> **INSTRUCTIONS TO FOLLOW**
Write out every line in the listing below that contains the string "rough".

> **DATASET CONTENT**
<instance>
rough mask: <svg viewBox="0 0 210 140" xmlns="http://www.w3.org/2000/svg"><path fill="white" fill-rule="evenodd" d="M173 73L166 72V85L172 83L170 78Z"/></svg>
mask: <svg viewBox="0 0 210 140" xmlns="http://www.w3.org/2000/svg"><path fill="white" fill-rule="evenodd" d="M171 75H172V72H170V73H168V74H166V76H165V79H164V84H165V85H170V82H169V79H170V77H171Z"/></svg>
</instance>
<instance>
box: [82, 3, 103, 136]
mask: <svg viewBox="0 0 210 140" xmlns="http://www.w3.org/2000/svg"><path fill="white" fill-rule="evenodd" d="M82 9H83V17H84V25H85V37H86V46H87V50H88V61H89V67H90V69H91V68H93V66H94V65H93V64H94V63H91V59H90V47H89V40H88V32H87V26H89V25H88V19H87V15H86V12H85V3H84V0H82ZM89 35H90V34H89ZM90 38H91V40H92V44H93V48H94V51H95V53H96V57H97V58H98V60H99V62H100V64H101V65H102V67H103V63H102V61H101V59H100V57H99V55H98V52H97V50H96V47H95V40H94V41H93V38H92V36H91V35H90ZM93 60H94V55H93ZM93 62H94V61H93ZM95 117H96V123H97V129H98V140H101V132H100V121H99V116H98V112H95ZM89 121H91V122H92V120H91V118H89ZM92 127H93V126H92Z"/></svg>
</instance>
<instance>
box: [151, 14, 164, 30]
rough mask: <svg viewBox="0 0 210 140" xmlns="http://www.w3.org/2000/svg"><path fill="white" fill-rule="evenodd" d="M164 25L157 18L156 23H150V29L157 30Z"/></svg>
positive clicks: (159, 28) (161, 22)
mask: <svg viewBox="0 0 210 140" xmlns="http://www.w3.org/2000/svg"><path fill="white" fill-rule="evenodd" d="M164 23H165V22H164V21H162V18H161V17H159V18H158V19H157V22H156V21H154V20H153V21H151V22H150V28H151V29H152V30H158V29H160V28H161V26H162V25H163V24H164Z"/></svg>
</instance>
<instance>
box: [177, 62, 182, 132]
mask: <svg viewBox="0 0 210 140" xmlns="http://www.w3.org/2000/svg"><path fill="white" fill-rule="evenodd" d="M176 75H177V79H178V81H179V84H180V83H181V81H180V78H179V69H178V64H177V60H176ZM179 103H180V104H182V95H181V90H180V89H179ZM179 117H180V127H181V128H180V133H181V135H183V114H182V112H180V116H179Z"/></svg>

> **YOUR RESPONSE**
rough mask: <svg viewBox="0 0 210 140" xmlns="http://www.w3.org/2000/svg"><path fill="white" fill-rule="evenodd" d="M173 73L166 72V85L172 83L170 78Z"/></svg>
rough mask: <svg viewBox="0 0 210 140" xmlns="http://www.w3.org/2000/svg"><path fill="white" fill-rule="evenodd" d="M164 25L157 18L156 23H150V29L157 30Z"/></svg>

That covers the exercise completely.